SELECTED EXCERPT.
== Segment start ==

Original eight-color version of the LGBT pride flag

- 1976 – Robert Grant founds the Christian Voice to take his anti-homosexual-rights crusade national in United States; the Homosexual Law Reform Coalition and the Gay Teachers Group are started in Australia; the Australian Capital Territory decriminalizes homosexuality between consenting adults in private and equalizes the age of consent; and Denmark equalizes the age of consent.
- 1977 – Harvey Milk is elected city-county supervisor in San Francisco, becoming the first American being elected to public office while already openly gay. Dade County, Florida enacts a Human Rights Ordinance; it is repealed the same year after a militant anti-homosexual-rights campaign led by Anita Bryant. Quebec becomes the first jurisdiction larger than a city or county in the world to prohibit discrimination based on sexual orientation in the public and private sectors; Croatia, Montenegro, and Slovenia legalise homosexuality. Publication of the first issue of Gaysweek, NYC's first mainstream gay weekly.
- 1978 – San Francisco Supervisor Harvey Milk and Mayor George Moscone are assassinated by former Supervisor Dan White; a protest commemorating the Stonewall Riots leads to many arrests, with commemorative protests the following year known as the Sydney Gay Mardi Gras, later Sydney Gay and Lesbian Mardi Gras; The rainbow flag is first used as a symbol of homosexual pride; Sweden establishes a uniform age of consent. Samois the earliest known lesbian-feminist BDSM organization is founded in San Francisco; well-known members of the group include Patrick Califia and Gayle Rubin; the group is among the very earliest advocates of what came to be known as sex-positive feminism; The International Lesbian and Gay Association (ILGA) is established. Theatrical release and television broadcast of the feature documentary Word Is Out: Stories of Some of Our Lives, and publication of the book transcribed from it.
- 1979 – The first national homosexual rights march on Washington, D.C. is held; The White Night riots occur; Harry Hay issues the first call for a Radical Faerie gathering in Arizona, and Spain decriminalize homosexuality. A number of people in Sweden called in sick with a case of being homosexual, in protest of homosexuality being classified as an illness. This was followed by an activist occupation of the main office of the National Board of Health and Welfare. Within a few months, Sweden became the first country in the world to remove homosexuality as an illness. The Village Station police raid occurs, nicknamed "Dallas's Stonewall".

== Segment end ==

QUESTIONS TO ANSWER.
A - Rewrite the paragraph of the LGBT rights timeline that begins "1977 – Harvey Milk is elected" as a short list that keeps its main facts.
B - From the LGBT rights timeline, copy word for word everything from "- 1977 – Harvey" down to "mainstream gay weekly.".

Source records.

== Segment start ==

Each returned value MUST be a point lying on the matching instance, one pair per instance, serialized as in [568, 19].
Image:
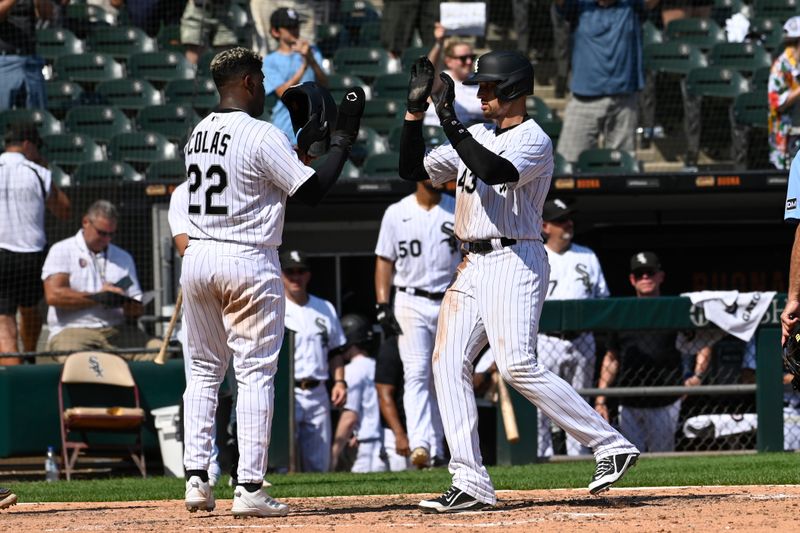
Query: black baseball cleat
[610, 470]
[454, 500]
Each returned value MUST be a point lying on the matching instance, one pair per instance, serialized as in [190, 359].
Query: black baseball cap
[293, 259]
[555, 210]
[645, 261]
[284, 17]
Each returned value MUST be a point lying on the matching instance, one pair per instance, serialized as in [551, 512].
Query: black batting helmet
[313, 113]
[357, 330]
[510, 69]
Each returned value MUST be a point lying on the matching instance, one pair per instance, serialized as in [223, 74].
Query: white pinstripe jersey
[512, 210]
[240, 172]
[424, 256]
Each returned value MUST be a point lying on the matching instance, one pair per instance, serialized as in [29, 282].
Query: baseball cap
[556, 209]
[293, 259]
[284, 17]
[645, 260]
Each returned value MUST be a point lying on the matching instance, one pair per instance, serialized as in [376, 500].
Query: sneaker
[7, 498]
[610, 470]
[199, 495]
[257, 503]
[420, 457]
[454, 500]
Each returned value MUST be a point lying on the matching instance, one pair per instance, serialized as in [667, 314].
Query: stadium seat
[381, 165]
[46, 123]
[704, 33]
[200, 93]
[141, 148]
[88, 69]
[173, 121]
[71, 149]
[607, 161]
[129, 94]
[744, 57]
[121, 42]
[98, 122]
[104, 171]
[673, 57]
[52, 43]
[160, 67]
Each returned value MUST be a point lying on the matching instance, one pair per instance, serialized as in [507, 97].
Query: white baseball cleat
[199, 495]
[257, 503]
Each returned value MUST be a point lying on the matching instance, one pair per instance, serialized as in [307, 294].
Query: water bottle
[50, 466]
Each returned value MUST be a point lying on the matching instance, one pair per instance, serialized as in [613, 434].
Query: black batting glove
[420, 85]
[385, 315]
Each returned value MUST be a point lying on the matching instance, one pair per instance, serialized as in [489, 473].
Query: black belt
[484, 247]
[306, 384]
[419, 292]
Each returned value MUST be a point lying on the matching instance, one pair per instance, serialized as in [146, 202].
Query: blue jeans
[21, 82]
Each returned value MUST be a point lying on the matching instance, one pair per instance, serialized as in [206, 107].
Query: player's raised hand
[420, 85]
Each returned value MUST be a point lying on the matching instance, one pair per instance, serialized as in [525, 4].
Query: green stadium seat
[121, 42]
[704, 33]
[88, 69]
[606, 161]
[52, 43]
[129, 94]
[673, 57]
[173, 121]
[46, 123]
[71, 149]
[104, 171]
[141, 148]
[98, 122]
[200, 93]
[744, 57]
[172, 170]
[160, 67]
[381, 165]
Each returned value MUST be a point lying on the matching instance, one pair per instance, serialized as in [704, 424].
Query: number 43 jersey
[420, 243]
[240, 171]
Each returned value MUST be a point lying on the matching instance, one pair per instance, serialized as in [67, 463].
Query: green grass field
[760, 469]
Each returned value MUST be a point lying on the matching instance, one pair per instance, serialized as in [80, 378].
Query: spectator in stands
[92, 289]
[206, 23]
[784, 99]
[21, 79]
[295, 61]
[647, 359]
[400, 19]
[458, 60]
[607, 73]
[26, 190]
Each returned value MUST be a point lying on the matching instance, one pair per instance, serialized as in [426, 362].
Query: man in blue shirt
[295, 61]
[607, 73]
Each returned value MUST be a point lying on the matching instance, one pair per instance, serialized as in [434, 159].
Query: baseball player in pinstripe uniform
[240, 172]
[417, 254]
[575, 274]
[502, 176]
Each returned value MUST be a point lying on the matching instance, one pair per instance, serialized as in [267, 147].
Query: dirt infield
[755, 508]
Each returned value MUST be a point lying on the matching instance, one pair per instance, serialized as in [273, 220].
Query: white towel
[737, 313]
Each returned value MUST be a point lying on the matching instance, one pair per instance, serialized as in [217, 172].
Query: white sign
[463, 18]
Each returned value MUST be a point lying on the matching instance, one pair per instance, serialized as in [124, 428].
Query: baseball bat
[507, 410]
[161, 358]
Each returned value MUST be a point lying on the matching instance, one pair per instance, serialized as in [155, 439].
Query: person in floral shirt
[784, 91]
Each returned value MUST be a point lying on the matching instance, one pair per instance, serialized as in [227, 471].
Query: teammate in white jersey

== Segment end ==

TASK RESULTS.
A -
- Harvey Milk is elected city-county supervisor in San Francisco, the first American elected to public office while already openly gay.
- Dade County, Florida passes a Human Rights Ordinance. It is repealed the same year after a militant anti-homosexual-rights campaign led by Anita Bryant.
- Quebec becomes the first jurisdiction in the world larger than a city or county to ban discrimination based on sexual orientation in the public and private sectors.
- Croatia, Montenegro, and Slovenia legalize homosexuality.
- The first issue of Gaysweek, NYC's first mainstream gay weekly, is published.

B -
- 1977 – Harvey Milk is elected city-county supervisor in San Francisco, becoming the first American being elected to public office while already openly gay. Dade County, Florida enacts a Human Rights Ordinance; it is repealed the same year after a militant anti-homosexual-rights campaign led by Anita Bryant. Quebec becomes the first jurisdiction larger than a city or county in the world to prohibit discrimination based on sexual orientation in the public and private sectors; Croatia, Montenegro, and Slovenia legalise homosexuality. Publication of the first issue of Gaysweek, NYC's first mainstream gay weekly.